**PROBLEMS AND TASKS**
A – Answer these questions about the blog post titled "Goodbye":
(i) On what date was it posted?
(ii) Between which two things does it say you must learn to draw a line?
(iii) What does it say giving up should not be perceived as, and what does it call it instead?
B – Reproduce, word for word, everything in the rows from the line containing "</instance>" down to the end of the rows.

**EXCERPTED PASSAGE**
= Beginning of Section =

Wednesday 11 April 2012

Goodbye

At some point comes a realisation that you have done too much for someone, that the only next possible step that can be taken is to stop. Leave, to walk away. Its not called giving up, and its not trying to show to the world that you should quit when things don't go your way. Its just realising when to draw a line between determination and desperation. Giving up, doesn't mean you are weak, it means you are strong enough to let go, and the minute you let go is when you realize that what truly is yours will eventually be yours, and what is not, no matter how hard you try will never be.  Sometimes you have to try to not care no matter how much you really do, because someone might mean everything to you, but you might mean nothing to them. This shouldn't be perceived as pride, its basic self respect .Its hard spending your whole life waiting for something that you  know will never happen, but its when you  try to give up on that flicker of hope that you somehow always seem to hold on to,that you  realize that its harder,since that something is everything you want.

= End of Section =

**DATA FOR REVIEW**
= Beginning of Section =

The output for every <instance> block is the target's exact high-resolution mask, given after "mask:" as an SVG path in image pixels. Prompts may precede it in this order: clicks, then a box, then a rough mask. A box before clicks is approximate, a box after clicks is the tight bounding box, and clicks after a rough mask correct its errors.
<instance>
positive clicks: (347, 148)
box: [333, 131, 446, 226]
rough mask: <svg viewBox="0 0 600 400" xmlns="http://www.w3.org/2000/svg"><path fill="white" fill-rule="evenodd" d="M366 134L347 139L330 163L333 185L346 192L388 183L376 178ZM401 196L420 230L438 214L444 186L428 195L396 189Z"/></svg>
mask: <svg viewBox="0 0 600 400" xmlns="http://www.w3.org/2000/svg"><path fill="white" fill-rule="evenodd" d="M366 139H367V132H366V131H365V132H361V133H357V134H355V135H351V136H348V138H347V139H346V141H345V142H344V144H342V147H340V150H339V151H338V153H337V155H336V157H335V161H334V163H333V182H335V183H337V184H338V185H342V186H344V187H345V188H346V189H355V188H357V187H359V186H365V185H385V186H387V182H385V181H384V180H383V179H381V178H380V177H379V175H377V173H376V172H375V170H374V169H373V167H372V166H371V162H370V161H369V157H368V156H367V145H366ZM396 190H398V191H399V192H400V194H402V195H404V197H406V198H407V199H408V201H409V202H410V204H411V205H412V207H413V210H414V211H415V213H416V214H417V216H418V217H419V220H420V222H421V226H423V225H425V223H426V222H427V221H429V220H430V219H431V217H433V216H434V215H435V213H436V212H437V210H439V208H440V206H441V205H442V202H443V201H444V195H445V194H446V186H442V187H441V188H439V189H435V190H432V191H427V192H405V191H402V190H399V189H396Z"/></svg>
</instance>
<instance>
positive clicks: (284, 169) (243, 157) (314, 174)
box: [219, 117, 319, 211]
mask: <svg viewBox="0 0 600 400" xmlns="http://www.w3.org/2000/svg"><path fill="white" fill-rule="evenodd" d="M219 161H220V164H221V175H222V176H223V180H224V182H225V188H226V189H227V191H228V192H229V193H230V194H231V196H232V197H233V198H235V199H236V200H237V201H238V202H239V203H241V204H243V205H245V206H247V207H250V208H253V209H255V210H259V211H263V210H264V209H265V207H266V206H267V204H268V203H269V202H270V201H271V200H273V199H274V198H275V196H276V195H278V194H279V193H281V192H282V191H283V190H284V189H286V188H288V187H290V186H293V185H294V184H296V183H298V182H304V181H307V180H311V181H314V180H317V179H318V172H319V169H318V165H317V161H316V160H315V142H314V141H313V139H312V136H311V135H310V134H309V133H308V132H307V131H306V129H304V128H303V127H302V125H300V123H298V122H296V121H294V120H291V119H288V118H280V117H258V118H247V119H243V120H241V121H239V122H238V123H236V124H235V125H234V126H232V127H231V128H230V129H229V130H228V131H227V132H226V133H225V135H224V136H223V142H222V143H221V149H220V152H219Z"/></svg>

= End of Section =

**RESPONSES BY ITEM NUMBER**
A –
(i) Wednesday 11 April 2012
(ii) Determination and desperation
(iii) Not pride; it calls it basic self respect.

B –
</instance>
<instance>
positive clicks: (284, 169) (243, 157) (314, 174)
box: [219, 117, 319, 211]
mask: <svg viewBox="0 0 600 400" xmlns="http://www.w3.org/2000/svg"><path fill="white" fill-rule="evenodd" d="M219 161H220V164H221V175H222V176H223V180H224V182H225V188H226V189H227V191H228V192H229V193H230V194H231V196H232V197H233V198H235V199H236V200H237V201H238V202H239V203H241V204H243V205H245V206H247V207H250V208H253V209H255V210H259V211H263V210H264V209H265V207H266V206H267V204H268V203H269V202H270V201H271V200H273V199H274V198H275V196H276V195H278V194H279V193H281V192H282V191H283V190H284V189H286V188H288V187H290V186H293V185H294V184H296V183H298V182H304V181H307V180H311V181H314V180H317V179H318V172H319V169H318V165H317V161H316V160H315V142H314V141H313V139H312V136H311V135H310V134H309V133H308V132H307V131H306V129H304V128H303V127H302V125H300V123H298V122H296V121H294V120H291V119H288V118H280V117H258V118H247V119H243V120H241V121H239V122H238V123H236V124H235V125H234V126H232V127H231V128H230V129H229V130H228V131H227V132H226V133H225V135H224V136H223V142H222V143H221V149H220V152H219Z"/></svg>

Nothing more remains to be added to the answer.